Data items:
>>>>
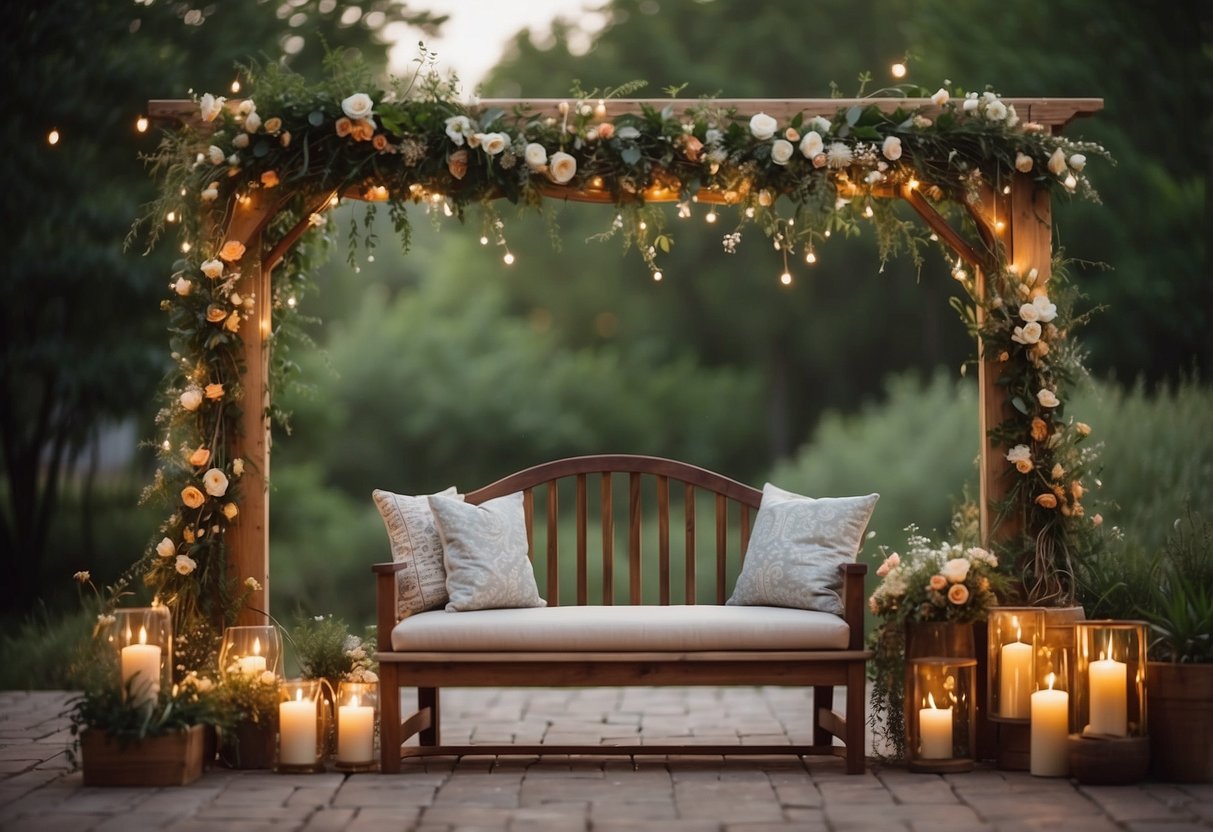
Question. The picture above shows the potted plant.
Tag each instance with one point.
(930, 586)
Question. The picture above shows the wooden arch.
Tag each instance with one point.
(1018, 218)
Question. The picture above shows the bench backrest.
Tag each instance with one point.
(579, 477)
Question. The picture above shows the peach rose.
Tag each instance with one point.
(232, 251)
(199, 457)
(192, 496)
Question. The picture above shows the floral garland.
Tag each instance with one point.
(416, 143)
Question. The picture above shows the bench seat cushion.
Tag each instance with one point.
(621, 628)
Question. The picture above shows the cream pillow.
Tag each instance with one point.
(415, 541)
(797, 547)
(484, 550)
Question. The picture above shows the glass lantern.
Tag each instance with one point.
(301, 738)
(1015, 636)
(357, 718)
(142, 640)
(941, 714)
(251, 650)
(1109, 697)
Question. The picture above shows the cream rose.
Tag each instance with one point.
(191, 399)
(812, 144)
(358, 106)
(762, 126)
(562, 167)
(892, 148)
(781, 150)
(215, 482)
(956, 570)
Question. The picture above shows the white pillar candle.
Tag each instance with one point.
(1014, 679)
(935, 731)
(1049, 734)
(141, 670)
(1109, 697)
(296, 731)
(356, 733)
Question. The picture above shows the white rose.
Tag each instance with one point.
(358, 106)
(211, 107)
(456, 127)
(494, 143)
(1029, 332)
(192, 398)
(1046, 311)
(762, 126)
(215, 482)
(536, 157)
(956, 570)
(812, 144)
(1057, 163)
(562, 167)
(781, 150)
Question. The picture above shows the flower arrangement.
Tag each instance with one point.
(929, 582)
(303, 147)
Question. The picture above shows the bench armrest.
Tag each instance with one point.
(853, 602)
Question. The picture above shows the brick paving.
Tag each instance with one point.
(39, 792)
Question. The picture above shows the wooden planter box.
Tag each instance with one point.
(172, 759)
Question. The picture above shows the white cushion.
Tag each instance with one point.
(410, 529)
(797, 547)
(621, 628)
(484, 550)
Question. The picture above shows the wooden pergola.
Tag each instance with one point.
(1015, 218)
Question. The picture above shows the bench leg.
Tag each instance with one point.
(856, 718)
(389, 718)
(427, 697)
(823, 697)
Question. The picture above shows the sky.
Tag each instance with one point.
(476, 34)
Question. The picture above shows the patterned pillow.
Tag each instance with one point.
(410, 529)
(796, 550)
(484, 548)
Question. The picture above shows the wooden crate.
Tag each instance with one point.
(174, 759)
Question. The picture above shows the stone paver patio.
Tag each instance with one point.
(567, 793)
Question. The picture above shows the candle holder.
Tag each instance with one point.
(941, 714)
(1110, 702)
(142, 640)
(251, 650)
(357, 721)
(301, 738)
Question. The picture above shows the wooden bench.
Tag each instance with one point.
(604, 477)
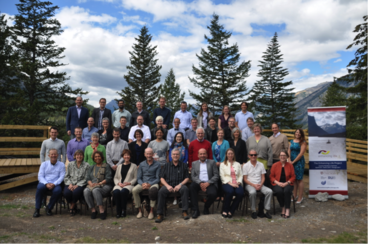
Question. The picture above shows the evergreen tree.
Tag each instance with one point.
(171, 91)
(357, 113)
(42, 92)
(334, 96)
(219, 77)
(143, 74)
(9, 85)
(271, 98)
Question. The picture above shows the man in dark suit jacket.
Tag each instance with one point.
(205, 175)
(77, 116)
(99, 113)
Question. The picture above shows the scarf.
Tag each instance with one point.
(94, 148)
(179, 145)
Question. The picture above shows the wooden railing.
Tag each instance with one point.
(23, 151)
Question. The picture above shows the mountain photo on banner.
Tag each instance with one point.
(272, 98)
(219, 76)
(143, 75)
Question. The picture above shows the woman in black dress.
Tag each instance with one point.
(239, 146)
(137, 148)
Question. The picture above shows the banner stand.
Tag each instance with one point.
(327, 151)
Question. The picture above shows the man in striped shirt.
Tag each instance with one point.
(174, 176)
<<<<
Problem
All of the entries, apart from the pictures, must be returned exactly.

Problem solution
Question. The picture above shows the potted plant.
Tag each instance with one point.
(930, 586)
Question. The picture above shows the wooden arch.
Tag each instance with one point.
(1018, 218)
Question. The picture above shows the bench backrest.
Tag each instance with one point.
(579, 477)
Question. The picture above shows the peach rose.
Tag each instance with one point.
(232, 251)
(199, 457)
(192, 496)
Question. The picture above shows the floral garland.
Tag each instance with one point.
(416, 143)
Question. The picture above shows the bench seat cushion.
Tag each instance with one point.
(621, 628)
Question. The picture above shows the cream pillow.
Tag each instance with one point.
(415, 541)
(797, 547)
(484, 550)
Question. The picture above shows the glass lantern.
Tag each instance with one point.
(301, 738)
(1015, 636)
(357, 718)
(142, 640)
(941, 714)
(251, 650)
(1109, 697)
Question. The picture above shows the cream rose.
Tag each instance with one point.
(191, 399)
(812, 144)
(358, 106)
(762, 126)
(562, 167)
(892, 148)
(781, 150)
(215, 482)
(956, 570)
Question. The picture above shows the white pillar candle.
Tag each instance with one point.
(1014, 679)
(935, 731)
(1049, 734)
(141, 670)
(1109, 697)
(296, 731)
(356, 733)
Question. The picture above shows the white rose.
Tag each instance with one point.
(358, 106)
(211, 107)
(456, 127)
(494, 143)
(1029, 332)
(192, 398)
(1046, 311)
(762, 126)
(215, 482)
(536, 157)
(956, 570)
(812, 144)
(1057, 163)
(562, 167)
(781, 150)
Question. The picture above shows the flower arrangement.
Tag each instance with one point.
(929, 582)
(303, 147)
Question. The picture above shows the bench armrest.
Tag each instance with one point.
(853, 602)
Question. The picture above shows the brick paving.
Tag each instance with one point.
(39, 792)
Question. The picture above shows the wooden planter box.
Tag each instance with one point.
(172, 759)
Question. The picture above shows the white cushion.
Tag each instance with one point.
(410, 529)
(797, 547)
(621, 628)
(484, 550)
Question. The picture above shows the wooden pergola.
Tag each instance with one point.
(1015, 218)
Question. The picture above shows the bench leg.
Tag each instance with one point.
(856, 718)
(389, 718)
(427, 697)
(823, 697)
Question. The picture above shows the sky.
Tag each instance with one point.
(476, 34)
Question. The picture above shows the patterned pillow.
Tag each instance with one point.
(410, 529)
(796, 550)
(484, 548)
Question. The picture above shows the wooden crate.
Tag each instance with one point.
(174, 759)
Question. The picture above shows the stone paver patio.
Tag each instance with one point.
(567, 793)
Question. The picture above shows the candle holder.
Tag each instance with one point.
(941, 714)
(1110, 702)
(142, 640)
(251, 650)
(357, 721)
(301, 738)
Question. The picture above shows the wooden bench.
Tag each instance with one point.
(604, 477)
Question. The picture above shows the evergreen tree.
Tag each instance with one point.
(171, 91)
(357, 113)
(42, 92)
(334, 96)
(219, 77)
(143, 74)
(9, 85)
(271, 98)
Question. The picture above shows the man in dark suit jacket.
Tag each instance with one point.
(205, 175)
(77, 116)
(99, 113)
Question. The picture above shows the scarf.
Tag each instance with one point.
(94, 148)
(179, 145)
Question. The picture above shows the wooden railing.
Tag each instance with one point.
(23, 151)
Question. The picture above shows the mountain photo on banner.
Tag each instance with one point.
(272, 98)
(219, 76)
(143, 75)
Question. The picture above shows the woman in black dress.
Tag each instance with one point.
(239, 146)
(137, 148)
Question. The picture above shows the banner stand.
Tag each instance with one point.
(327, 151)
Question. The picture above shows the man in striped shirt.
Tag each instance with one point.
(174, 176)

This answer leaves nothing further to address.